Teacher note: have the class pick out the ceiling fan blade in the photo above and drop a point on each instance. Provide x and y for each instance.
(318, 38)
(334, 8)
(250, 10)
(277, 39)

_Given task:_ Reproduce every line of the records above, requests included, scaling each x and y coordinate in the answers by 0.35 and rounding to whole numbers, with halves rounded up.

_Answer to the exercise:_
Teacher note: have the class pick out the ceiling fan blade in the photo above and drop a point on each instance. Provide x and y for each instance.
(111, 13)
(117, 3)
(88, 4)
(97, 14)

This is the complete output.